-- INPUT DATA start --

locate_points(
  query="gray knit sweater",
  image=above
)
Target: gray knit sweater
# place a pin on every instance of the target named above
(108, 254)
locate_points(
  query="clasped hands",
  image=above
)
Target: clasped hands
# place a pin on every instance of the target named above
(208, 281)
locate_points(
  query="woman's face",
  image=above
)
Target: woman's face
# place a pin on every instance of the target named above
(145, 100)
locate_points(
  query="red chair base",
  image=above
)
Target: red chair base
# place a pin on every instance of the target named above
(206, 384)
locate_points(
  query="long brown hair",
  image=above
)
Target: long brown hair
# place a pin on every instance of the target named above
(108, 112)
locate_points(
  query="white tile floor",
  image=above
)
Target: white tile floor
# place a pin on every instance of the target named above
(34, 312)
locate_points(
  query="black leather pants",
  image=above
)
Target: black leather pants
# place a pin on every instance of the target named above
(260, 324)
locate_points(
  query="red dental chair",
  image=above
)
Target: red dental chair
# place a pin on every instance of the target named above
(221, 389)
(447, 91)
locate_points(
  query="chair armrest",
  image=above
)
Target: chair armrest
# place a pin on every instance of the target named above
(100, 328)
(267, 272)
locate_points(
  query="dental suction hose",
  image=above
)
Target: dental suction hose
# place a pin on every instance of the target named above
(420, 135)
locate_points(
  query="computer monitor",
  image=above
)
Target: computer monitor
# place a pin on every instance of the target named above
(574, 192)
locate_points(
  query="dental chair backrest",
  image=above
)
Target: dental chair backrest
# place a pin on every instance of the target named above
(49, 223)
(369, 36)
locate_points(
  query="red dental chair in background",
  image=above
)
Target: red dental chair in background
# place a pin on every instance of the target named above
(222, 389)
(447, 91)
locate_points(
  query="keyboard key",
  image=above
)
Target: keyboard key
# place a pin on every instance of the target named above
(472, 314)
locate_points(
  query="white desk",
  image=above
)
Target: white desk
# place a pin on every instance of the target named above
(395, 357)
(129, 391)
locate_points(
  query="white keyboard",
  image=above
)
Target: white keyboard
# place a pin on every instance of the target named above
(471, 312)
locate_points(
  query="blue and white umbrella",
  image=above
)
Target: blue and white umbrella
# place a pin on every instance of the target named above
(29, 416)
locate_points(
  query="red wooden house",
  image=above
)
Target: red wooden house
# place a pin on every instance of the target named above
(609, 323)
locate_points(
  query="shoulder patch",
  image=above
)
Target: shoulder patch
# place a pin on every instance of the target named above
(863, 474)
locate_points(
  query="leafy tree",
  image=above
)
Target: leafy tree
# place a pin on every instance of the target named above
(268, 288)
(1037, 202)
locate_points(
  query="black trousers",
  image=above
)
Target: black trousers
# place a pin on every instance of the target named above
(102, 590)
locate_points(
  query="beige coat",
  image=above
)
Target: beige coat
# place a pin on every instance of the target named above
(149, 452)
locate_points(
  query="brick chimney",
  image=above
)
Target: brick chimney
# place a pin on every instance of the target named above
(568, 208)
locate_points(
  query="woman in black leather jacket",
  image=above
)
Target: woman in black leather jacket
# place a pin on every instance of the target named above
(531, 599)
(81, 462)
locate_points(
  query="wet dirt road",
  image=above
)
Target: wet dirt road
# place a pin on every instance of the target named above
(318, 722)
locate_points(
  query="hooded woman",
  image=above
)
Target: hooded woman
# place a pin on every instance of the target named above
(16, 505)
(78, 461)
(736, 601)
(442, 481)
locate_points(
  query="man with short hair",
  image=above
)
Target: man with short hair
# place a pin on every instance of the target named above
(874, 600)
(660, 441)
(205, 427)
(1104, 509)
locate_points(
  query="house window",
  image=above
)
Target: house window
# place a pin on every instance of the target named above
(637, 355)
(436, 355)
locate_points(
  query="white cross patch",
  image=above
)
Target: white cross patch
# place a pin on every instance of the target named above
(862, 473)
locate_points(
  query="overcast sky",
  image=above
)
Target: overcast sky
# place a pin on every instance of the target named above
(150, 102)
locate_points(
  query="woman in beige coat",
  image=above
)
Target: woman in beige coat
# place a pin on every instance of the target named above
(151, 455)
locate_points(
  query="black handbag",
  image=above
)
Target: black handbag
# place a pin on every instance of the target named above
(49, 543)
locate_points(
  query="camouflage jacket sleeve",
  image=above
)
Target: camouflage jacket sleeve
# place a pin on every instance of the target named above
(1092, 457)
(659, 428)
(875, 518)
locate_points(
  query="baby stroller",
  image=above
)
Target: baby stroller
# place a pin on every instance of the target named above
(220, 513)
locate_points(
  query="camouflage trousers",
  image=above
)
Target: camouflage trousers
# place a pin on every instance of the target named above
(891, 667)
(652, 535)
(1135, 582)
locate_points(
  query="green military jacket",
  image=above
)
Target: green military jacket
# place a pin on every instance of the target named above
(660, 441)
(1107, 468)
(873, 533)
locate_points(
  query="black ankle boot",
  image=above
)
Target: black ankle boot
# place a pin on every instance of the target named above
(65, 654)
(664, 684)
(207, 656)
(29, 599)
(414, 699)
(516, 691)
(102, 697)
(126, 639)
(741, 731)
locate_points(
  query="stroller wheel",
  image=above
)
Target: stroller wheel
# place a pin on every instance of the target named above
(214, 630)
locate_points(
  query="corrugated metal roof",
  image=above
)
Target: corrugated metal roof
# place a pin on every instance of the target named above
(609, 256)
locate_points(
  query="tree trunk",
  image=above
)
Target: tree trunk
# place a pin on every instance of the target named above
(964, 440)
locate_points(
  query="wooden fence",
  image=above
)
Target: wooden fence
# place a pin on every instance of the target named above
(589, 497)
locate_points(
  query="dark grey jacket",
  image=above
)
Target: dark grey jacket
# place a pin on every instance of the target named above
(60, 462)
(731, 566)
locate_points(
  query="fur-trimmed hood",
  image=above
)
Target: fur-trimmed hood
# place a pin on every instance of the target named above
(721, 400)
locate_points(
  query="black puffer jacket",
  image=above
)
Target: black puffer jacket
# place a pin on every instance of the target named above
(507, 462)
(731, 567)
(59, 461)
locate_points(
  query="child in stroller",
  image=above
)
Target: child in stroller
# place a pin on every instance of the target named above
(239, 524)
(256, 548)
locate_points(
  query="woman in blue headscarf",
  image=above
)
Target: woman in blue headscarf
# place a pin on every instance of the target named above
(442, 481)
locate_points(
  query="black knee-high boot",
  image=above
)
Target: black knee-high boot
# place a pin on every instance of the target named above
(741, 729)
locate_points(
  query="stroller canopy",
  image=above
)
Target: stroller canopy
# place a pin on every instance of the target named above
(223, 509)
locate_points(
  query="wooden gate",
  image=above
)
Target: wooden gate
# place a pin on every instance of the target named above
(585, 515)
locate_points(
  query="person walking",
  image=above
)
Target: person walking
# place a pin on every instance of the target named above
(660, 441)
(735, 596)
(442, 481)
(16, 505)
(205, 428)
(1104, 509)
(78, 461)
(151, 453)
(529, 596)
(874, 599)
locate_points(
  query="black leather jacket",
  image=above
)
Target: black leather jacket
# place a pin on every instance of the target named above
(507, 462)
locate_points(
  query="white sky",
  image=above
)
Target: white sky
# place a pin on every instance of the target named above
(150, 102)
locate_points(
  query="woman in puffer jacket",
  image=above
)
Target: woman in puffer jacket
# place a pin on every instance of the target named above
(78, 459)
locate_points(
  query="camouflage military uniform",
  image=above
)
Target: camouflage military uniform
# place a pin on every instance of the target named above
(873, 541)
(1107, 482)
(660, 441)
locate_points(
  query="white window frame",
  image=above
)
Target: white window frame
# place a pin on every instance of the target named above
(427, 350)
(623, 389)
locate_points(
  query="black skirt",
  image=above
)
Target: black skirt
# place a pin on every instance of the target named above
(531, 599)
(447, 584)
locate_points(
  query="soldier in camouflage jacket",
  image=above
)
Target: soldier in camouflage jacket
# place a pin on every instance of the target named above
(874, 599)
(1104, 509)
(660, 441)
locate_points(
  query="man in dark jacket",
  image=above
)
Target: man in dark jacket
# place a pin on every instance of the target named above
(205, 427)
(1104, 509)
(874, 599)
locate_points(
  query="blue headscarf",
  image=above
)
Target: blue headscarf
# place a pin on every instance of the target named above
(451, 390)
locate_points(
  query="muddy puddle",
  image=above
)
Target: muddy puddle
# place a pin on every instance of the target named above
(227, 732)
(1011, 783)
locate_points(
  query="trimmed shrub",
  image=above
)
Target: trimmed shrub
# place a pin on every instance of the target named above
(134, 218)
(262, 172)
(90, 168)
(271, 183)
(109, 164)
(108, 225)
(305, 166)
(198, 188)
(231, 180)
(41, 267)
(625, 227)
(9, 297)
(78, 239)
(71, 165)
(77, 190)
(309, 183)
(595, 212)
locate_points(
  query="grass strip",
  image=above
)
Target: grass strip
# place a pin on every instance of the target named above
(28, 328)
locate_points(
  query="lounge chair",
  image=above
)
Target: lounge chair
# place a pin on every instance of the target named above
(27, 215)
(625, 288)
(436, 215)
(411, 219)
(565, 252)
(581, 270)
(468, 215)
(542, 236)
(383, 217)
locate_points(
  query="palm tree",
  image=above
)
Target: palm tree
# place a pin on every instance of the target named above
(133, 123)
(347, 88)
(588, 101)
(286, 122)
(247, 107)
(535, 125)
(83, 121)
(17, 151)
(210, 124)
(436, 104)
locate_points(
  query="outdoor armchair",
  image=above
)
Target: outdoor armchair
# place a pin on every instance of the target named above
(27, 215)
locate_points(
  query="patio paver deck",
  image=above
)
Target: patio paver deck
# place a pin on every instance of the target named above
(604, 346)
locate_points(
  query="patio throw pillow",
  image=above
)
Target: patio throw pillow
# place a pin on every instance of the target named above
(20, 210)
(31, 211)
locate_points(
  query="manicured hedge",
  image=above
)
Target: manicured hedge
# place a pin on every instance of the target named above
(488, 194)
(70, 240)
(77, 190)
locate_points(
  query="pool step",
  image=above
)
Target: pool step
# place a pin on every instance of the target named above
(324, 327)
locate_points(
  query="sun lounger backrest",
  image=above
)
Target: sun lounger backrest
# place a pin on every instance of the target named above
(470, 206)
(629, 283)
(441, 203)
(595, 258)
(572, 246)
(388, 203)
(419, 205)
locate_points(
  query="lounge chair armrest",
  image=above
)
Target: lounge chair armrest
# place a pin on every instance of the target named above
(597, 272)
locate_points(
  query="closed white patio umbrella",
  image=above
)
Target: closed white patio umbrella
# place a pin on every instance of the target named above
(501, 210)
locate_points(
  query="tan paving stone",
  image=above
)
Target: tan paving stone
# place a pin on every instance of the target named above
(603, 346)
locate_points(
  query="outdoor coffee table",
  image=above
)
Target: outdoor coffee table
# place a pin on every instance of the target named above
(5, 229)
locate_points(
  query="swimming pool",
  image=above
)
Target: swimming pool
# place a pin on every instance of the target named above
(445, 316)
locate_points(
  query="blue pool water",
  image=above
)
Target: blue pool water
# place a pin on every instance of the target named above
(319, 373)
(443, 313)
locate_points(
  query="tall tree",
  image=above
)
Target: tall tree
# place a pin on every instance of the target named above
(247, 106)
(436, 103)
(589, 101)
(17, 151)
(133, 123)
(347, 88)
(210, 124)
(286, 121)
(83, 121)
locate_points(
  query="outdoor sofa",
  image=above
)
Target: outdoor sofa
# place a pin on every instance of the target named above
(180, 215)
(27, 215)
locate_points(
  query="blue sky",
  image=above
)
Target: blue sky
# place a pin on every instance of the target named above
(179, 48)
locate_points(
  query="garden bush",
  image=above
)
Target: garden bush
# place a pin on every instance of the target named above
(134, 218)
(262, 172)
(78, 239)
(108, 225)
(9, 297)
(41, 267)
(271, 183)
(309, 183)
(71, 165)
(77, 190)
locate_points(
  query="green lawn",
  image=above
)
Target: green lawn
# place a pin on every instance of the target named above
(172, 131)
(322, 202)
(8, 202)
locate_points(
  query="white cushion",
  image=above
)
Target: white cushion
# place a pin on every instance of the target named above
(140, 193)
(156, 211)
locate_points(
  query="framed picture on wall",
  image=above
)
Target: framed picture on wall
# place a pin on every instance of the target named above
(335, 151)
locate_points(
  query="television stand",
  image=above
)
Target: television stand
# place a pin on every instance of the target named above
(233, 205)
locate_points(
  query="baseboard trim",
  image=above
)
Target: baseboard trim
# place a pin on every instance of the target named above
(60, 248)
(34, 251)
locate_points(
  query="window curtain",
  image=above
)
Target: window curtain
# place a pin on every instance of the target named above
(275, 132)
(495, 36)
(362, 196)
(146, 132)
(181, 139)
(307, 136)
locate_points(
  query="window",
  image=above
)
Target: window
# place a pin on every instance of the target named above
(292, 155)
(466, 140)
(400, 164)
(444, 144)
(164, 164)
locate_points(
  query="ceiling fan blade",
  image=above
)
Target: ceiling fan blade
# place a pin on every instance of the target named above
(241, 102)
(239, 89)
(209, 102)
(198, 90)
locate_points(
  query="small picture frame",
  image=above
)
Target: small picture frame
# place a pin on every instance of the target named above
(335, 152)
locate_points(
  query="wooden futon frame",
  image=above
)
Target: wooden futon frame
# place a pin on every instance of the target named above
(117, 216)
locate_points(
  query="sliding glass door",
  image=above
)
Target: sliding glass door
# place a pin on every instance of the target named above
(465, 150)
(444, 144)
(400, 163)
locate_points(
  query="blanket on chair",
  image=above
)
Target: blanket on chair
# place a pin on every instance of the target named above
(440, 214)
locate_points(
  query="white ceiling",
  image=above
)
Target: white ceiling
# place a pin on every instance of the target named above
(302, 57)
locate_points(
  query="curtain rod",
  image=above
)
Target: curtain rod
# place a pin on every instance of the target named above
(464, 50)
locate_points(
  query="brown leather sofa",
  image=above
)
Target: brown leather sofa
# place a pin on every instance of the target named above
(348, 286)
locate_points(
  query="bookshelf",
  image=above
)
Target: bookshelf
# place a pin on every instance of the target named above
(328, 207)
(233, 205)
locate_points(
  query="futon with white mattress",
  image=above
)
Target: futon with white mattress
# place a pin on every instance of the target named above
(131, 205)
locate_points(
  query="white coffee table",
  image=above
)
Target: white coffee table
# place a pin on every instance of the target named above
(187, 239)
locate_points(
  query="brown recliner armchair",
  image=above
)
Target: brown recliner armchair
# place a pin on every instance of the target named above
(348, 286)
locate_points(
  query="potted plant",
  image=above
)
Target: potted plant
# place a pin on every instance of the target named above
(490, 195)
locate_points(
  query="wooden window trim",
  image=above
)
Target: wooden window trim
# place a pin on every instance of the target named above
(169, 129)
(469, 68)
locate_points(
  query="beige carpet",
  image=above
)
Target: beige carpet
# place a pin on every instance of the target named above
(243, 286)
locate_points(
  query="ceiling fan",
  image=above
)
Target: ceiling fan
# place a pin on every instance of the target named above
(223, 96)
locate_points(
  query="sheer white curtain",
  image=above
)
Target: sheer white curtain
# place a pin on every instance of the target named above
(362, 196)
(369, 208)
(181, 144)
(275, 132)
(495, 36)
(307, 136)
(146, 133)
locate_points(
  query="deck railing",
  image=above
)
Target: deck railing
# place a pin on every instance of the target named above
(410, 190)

-- INPUT DATA end --

* [WHAT THIS TASK INVOLVES]
Count the lines of the records above that contain the string "high", matching case exactly. Reply with the number alone.

* [TASK OUTPUT]
2